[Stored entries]
==================================================

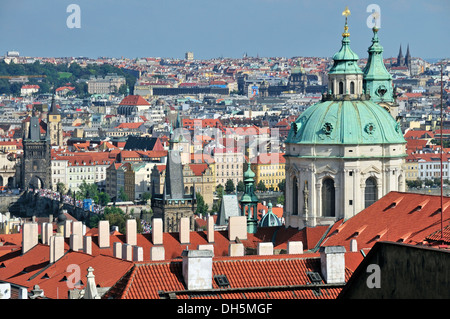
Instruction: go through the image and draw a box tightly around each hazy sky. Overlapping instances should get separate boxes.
[0,0,448,60]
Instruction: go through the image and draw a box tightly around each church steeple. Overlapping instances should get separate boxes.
[363,27,394,103]
[327,6,364,98]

==================================================

Problem to work on:
Leaving the pictures aside, write out the entries above exactly.

Reply to the task:
Instruction: go through the image and draw a box tightly around each hazy sky. Overlapping instances should get separate boxes.
[0,0,448,60]
Instruction: go through the image and draw a box tightly around each church steeple. Overlapping instances should get separate boxes.
[363,27,394,103]
[327,6,364,98]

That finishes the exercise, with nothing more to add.